He began by asking his listeners to imagine they had traveled one light year away from Earth and asking what they thought they'd see. Lots of stars was the most common response, and that is correct. From this vantage point we would see much more of the night sky, and our own Milky Way galaxy as a “wagon wheel”. At about twenty six light years from the center of the galaxy, we'd see a large number of stars as well as dark clouds scattered throughout.
To illustrate the near emptiness of most space, Dr. Everett compared the densities of a common rock here on earth, which contains about 10 to the 24th atoms, to that of one cubic inch of space, which contains about 100,000 atoms. A very “tenuous” density, indeed.
Perhaps the most interesting and important point of John's talk dispelled the notion, once largely held in the scientific community and probably still ubiquitous among the public, was the view of galaxies as mostly stagnant masses of stars, planets and other spacey matter. But in reality we now know that galaxies are hotbeds of activity, stars being born, dying, exploding and gases and matter interacting in complex and often violent ways.

********************

Stated exercise: Decide whether each statement agrees with the passage about galaxies, answering yes or no and quoting the words from the passage that settle it. 1. Most listeners expected to see lots of stars from one light year away. 2. One cubic inch of space holds about 10 to the 24th atoms. 3. Galaxies are mostly stagnant masses of stars. The listing isn't needed for anything here.

[Image point annotation listing]
********************

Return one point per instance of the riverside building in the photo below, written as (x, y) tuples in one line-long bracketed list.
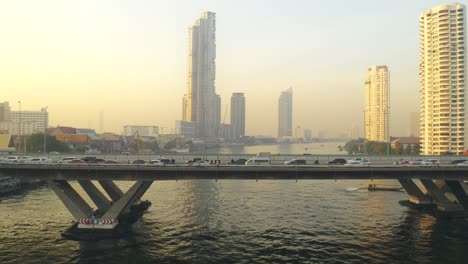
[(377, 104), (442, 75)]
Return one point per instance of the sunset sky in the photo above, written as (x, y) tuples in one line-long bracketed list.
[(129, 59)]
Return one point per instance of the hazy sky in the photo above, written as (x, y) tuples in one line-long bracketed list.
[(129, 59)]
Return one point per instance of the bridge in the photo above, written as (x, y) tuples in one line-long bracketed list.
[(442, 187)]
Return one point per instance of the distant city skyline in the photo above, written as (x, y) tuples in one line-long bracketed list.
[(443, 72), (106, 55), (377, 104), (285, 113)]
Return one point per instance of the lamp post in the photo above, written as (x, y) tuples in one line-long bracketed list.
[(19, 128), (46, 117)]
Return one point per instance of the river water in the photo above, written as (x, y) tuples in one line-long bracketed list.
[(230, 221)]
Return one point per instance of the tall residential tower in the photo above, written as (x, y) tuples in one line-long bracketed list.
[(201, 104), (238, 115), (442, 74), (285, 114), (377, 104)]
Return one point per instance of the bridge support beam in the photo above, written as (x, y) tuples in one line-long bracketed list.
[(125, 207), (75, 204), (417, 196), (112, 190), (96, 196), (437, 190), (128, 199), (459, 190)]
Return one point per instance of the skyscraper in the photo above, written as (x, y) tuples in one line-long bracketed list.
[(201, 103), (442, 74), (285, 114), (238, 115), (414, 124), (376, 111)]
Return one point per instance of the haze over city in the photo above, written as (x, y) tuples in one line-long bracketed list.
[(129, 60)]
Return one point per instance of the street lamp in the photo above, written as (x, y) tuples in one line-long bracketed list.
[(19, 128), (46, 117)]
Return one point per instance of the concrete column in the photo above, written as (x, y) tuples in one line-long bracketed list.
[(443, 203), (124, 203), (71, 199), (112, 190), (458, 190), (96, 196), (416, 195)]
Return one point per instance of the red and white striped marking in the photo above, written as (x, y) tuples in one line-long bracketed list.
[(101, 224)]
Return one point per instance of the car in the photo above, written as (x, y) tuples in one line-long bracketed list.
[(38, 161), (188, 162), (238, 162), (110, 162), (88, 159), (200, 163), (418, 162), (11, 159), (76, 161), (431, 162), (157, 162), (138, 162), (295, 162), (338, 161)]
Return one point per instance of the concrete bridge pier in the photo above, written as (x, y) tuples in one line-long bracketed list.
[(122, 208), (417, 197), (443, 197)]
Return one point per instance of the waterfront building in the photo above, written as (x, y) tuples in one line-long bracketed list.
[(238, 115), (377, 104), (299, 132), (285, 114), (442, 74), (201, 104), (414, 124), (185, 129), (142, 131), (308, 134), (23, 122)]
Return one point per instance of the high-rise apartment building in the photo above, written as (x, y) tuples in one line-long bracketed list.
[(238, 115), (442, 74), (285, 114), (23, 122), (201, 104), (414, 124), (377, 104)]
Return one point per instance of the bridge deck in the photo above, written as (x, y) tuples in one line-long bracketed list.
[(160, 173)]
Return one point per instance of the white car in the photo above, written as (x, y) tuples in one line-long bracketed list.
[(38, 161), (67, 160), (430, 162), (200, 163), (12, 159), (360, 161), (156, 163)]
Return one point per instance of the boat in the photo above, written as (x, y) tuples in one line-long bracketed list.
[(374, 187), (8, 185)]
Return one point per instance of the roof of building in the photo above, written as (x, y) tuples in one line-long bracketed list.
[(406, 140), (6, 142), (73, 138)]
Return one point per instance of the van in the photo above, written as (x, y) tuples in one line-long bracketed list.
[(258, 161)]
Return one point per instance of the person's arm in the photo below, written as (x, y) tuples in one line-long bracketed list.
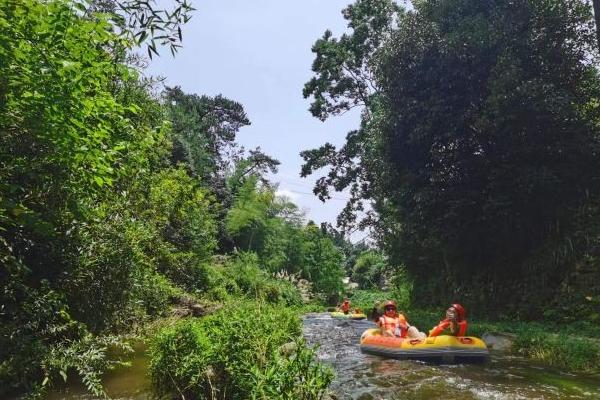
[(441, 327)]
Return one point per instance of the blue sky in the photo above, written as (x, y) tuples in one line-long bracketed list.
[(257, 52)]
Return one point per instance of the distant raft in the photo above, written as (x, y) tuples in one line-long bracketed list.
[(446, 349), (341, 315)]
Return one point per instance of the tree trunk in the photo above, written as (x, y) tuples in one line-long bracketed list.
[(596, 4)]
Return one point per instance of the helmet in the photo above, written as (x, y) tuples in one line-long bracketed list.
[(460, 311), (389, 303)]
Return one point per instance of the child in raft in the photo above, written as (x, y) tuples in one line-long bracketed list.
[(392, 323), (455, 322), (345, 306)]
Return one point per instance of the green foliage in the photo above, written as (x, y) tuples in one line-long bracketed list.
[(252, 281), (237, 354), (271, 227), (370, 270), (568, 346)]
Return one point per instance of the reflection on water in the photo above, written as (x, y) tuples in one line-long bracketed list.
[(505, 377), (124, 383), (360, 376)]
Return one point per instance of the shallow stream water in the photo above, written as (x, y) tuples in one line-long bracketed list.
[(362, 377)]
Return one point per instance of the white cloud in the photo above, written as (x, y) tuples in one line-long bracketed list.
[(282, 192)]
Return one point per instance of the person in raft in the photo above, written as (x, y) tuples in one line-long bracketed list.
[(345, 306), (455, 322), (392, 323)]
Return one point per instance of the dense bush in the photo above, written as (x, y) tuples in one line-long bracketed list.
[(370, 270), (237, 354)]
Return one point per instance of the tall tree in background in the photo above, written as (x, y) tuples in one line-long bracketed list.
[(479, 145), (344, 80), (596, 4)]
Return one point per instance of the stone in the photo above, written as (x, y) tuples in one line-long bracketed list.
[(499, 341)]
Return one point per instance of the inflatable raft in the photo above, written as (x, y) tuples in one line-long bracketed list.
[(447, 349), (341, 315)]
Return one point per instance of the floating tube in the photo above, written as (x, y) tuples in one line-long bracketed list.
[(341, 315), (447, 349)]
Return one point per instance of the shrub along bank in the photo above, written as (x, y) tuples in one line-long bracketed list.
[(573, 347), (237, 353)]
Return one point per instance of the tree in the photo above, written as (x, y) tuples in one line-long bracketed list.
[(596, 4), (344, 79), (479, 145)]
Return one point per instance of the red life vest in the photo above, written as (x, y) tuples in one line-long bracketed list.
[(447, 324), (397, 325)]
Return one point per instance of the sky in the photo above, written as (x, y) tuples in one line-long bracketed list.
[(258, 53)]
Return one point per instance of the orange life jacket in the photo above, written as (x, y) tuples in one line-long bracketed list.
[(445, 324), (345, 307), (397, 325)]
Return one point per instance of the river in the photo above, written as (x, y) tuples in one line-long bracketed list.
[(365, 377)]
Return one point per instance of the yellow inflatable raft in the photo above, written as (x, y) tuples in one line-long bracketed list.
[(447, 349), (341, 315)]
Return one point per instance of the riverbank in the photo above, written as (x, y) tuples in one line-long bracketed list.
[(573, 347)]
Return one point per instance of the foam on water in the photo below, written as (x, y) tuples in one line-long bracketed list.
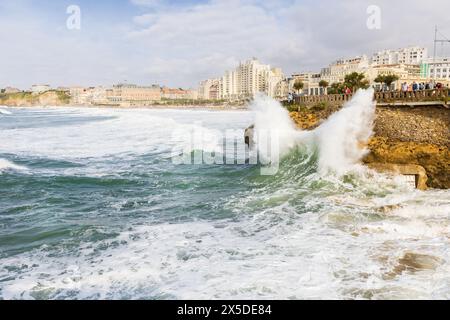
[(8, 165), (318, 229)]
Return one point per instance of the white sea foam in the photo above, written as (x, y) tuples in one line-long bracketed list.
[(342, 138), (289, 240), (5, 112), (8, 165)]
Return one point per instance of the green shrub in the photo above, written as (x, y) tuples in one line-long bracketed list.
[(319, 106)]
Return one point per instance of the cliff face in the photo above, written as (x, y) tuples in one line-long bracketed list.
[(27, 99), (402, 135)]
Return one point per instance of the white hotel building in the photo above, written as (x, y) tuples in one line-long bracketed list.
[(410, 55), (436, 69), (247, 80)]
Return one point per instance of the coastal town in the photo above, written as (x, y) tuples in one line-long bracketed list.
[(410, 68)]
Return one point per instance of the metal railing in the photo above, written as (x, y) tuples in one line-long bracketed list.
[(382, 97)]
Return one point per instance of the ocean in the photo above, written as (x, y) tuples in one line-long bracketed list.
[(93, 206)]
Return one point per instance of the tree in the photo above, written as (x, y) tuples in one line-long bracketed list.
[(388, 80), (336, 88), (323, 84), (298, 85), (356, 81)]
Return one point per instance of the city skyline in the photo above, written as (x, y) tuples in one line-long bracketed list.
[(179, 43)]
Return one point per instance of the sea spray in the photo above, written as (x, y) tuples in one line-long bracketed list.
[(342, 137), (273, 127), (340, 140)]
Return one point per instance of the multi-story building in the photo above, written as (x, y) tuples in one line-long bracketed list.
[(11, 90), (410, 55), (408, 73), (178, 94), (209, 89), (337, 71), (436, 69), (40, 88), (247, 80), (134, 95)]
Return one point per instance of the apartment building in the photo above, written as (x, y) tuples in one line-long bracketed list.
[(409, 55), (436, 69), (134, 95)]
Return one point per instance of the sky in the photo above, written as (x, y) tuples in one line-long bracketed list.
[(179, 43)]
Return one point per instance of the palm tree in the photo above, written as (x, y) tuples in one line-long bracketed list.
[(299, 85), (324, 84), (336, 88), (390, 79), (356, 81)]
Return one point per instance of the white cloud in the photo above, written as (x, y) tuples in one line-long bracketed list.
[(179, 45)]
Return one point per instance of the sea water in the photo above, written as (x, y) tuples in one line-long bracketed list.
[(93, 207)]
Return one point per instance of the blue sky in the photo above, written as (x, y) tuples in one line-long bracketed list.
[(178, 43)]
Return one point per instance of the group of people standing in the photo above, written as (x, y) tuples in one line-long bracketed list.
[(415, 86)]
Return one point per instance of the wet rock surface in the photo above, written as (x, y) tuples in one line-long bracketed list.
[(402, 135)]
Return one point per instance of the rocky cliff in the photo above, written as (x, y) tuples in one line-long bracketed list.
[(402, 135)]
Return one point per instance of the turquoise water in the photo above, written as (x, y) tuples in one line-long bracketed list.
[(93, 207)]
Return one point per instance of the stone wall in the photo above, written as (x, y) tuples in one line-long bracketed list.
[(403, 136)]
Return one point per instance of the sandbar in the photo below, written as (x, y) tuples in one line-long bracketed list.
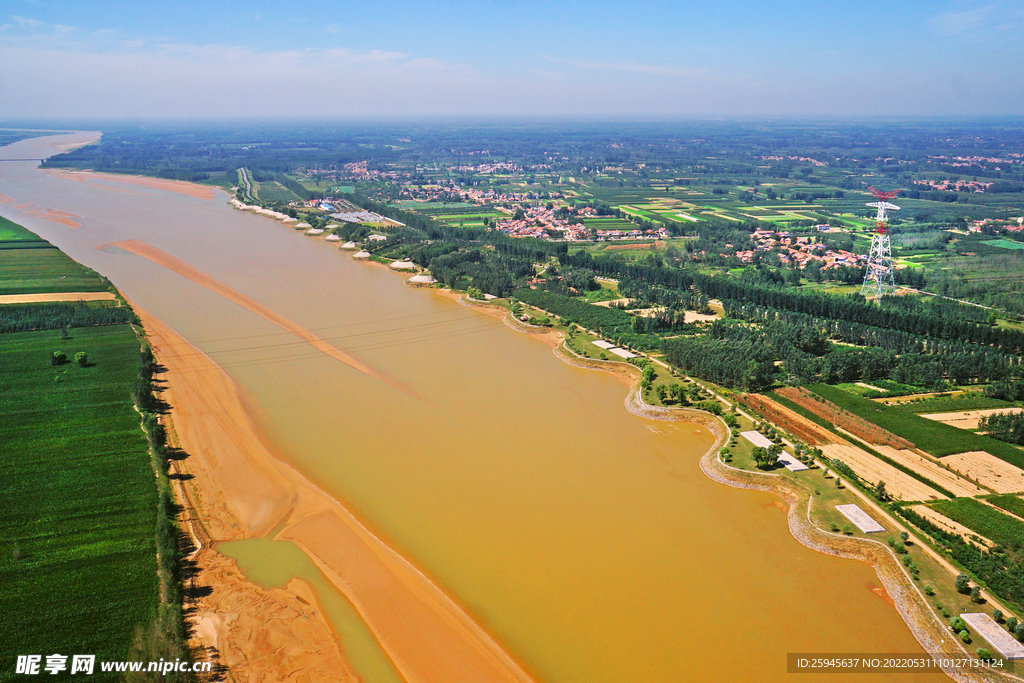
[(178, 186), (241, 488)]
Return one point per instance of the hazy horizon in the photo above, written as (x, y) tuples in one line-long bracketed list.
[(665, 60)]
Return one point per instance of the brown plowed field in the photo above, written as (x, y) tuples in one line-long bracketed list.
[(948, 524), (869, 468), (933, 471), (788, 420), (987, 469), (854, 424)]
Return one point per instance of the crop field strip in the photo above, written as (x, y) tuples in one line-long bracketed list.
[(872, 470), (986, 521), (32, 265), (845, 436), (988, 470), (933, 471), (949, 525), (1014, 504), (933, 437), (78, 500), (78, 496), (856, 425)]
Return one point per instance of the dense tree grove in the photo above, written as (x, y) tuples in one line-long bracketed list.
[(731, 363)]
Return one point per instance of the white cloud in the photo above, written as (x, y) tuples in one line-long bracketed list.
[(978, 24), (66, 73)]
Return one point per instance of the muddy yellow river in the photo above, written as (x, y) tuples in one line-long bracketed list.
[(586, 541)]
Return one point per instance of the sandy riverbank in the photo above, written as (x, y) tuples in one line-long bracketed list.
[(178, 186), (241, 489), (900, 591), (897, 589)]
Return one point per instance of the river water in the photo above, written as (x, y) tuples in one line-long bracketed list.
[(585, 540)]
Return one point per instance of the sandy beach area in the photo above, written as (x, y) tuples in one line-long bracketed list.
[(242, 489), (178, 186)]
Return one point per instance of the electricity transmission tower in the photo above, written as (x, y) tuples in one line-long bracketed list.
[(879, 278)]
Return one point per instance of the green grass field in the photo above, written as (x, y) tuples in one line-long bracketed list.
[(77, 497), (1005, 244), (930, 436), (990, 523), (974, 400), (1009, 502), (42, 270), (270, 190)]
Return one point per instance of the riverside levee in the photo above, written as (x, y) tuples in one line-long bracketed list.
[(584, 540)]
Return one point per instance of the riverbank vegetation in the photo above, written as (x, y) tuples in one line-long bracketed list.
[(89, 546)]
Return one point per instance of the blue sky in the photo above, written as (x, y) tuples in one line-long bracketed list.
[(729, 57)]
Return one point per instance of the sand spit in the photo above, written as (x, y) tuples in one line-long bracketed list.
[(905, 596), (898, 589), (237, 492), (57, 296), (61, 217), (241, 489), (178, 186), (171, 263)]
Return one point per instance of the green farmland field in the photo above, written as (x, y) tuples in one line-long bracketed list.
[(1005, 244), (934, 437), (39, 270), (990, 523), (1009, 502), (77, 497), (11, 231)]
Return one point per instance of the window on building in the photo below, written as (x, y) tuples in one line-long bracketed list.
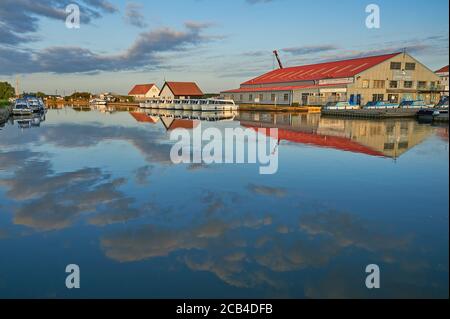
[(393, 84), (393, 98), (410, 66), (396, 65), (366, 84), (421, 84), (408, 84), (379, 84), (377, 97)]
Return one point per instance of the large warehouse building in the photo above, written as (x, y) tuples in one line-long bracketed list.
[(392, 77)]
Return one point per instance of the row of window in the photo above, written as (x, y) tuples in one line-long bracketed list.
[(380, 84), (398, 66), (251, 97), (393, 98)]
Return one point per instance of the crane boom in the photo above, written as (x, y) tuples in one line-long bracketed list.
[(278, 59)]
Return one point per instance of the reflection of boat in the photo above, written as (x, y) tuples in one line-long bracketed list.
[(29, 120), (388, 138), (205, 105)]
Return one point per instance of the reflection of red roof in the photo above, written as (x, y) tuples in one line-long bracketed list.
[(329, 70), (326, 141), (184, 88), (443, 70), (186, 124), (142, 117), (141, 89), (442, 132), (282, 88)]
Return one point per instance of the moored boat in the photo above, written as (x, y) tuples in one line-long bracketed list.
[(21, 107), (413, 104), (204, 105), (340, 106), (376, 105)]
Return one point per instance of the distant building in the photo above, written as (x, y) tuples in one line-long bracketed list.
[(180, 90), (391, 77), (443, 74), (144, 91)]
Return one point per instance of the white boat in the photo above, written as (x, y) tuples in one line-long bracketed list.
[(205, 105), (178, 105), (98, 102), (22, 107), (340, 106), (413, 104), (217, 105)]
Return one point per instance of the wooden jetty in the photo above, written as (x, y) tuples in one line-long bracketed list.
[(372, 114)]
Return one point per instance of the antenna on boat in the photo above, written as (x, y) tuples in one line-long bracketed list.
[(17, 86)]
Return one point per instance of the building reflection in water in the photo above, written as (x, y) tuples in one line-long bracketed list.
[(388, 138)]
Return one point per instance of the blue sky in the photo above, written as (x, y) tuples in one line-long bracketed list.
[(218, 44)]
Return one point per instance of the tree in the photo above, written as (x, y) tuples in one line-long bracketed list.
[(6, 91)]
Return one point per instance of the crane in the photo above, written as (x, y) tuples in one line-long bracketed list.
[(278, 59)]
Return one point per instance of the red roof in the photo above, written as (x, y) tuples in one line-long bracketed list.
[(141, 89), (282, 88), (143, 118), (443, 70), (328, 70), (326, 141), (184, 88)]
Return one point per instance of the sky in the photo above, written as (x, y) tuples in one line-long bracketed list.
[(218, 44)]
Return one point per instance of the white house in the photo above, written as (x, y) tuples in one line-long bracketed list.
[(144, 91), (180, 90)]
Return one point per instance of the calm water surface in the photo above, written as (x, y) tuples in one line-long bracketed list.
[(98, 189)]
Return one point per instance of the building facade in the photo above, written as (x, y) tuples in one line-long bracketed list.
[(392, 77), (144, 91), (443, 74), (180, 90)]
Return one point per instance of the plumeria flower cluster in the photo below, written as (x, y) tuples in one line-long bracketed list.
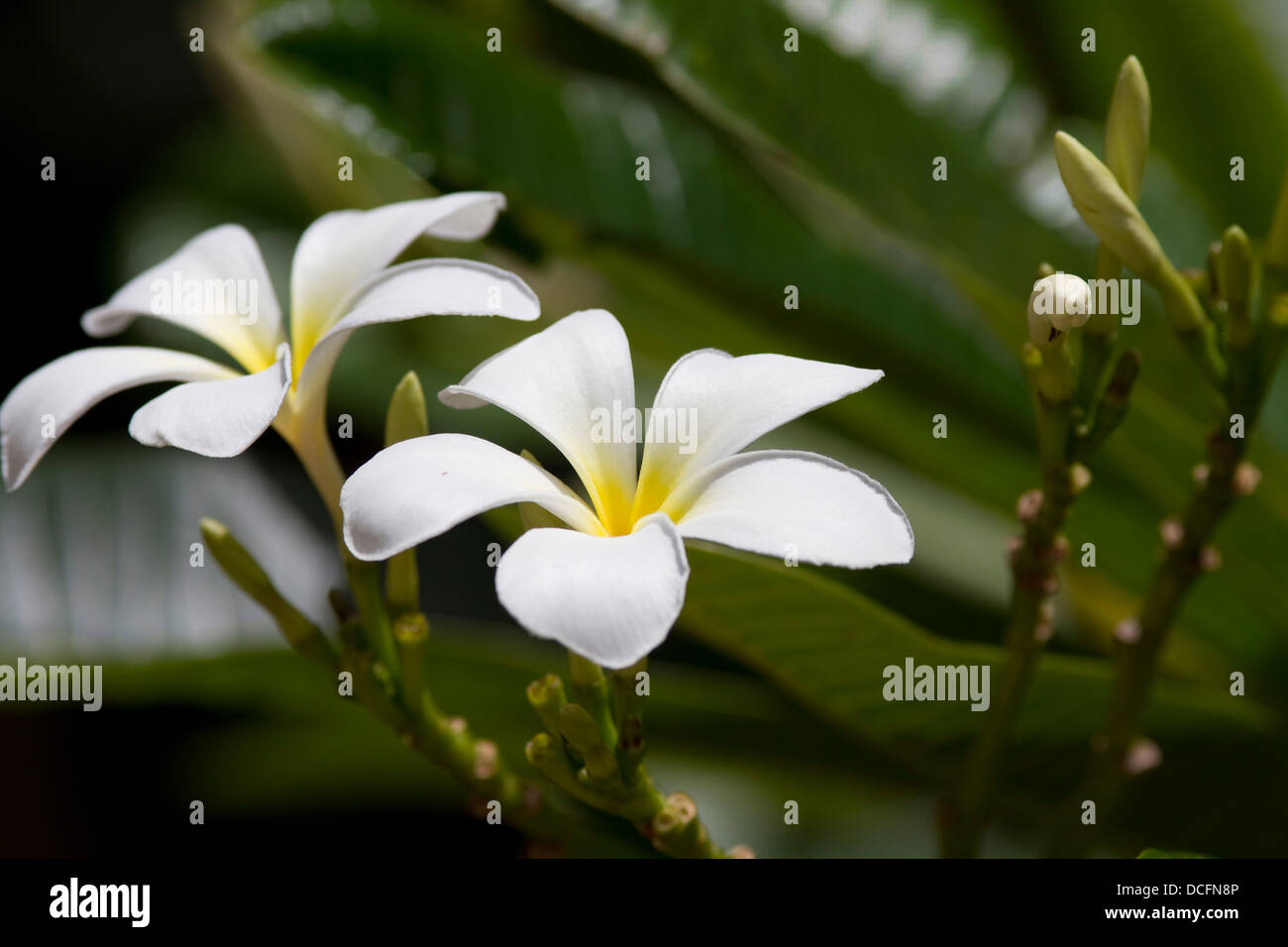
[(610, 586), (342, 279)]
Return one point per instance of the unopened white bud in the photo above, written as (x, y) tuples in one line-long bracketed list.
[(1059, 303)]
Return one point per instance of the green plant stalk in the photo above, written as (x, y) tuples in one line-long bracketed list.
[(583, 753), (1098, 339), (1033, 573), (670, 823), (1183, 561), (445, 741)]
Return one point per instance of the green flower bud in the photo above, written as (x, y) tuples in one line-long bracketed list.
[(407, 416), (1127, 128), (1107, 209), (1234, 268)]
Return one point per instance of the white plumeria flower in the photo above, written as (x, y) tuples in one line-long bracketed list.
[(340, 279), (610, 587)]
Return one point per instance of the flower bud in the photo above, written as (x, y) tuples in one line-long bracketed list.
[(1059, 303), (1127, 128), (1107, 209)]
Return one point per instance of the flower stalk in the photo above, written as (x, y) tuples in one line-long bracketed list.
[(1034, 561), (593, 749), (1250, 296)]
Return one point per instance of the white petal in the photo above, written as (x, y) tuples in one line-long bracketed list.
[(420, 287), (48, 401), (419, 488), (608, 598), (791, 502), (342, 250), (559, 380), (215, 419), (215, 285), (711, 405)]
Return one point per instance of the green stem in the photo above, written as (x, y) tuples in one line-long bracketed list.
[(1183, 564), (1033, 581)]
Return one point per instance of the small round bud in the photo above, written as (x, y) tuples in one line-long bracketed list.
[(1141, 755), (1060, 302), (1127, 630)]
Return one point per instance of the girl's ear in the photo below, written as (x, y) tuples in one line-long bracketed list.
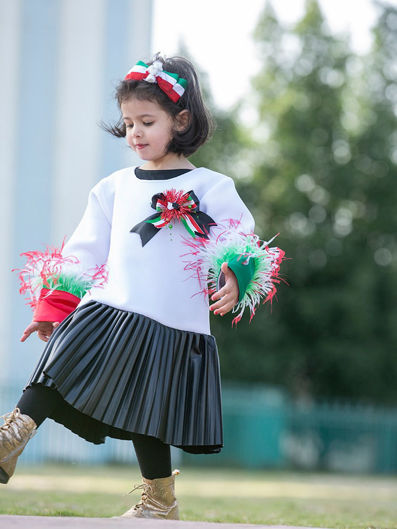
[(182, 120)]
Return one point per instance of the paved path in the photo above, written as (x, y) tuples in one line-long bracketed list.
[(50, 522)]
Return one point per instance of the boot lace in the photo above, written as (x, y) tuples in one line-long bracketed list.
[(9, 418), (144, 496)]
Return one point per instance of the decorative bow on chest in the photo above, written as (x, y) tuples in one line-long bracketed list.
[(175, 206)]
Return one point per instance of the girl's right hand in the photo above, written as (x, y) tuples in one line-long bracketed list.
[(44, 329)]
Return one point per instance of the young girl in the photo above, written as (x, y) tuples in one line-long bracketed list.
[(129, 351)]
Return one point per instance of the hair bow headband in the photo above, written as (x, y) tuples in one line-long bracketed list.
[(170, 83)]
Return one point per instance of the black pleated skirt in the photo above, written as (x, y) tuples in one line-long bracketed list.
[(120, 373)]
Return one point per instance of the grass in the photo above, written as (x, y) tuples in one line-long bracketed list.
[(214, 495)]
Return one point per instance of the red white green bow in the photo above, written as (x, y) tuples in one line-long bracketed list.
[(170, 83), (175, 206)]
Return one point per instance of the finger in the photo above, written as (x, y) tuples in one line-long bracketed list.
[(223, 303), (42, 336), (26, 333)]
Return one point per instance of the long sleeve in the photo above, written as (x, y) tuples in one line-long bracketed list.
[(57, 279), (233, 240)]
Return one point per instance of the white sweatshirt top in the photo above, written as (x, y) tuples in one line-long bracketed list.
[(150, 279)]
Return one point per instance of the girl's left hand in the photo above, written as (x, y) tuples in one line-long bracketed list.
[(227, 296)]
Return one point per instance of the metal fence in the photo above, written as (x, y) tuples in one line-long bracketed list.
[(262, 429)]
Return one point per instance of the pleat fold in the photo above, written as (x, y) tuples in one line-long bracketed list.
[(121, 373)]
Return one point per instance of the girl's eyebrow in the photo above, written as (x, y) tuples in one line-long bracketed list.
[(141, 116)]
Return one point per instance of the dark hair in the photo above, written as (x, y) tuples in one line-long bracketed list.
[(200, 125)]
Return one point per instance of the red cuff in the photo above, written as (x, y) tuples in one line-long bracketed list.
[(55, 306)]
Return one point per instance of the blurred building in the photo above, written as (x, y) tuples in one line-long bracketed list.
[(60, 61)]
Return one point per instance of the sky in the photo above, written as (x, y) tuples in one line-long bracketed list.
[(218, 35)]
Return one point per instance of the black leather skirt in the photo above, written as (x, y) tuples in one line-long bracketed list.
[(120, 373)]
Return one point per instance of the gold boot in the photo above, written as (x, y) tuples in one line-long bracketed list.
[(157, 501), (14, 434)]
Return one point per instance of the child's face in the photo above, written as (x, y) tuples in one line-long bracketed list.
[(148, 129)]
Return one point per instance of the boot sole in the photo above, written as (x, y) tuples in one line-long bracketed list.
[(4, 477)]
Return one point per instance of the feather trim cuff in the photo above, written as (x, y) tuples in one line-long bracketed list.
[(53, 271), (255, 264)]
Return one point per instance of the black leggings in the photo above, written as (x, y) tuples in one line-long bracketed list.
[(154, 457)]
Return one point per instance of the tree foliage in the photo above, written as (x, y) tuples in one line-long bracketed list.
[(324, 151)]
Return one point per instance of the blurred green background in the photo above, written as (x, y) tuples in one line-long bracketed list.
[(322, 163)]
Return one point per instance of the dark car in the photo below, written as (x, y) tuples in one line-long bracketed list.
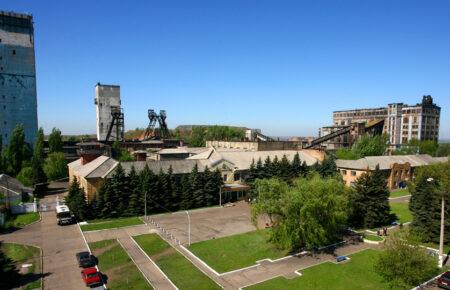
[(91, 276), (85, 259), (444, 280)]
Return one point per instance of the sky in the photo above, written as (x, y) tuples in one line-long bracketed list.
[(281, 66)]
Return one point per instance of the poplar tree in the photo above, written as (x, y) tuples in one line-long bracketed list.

********************

Solved exercise:
1. Yes: "Lots of stars was the most common response, and that is correct."
2. No: "one cubic inch of space, which contains about 100,000 atoms."
3. No: "But in reality we now know that galaxies are hotbeds of activity"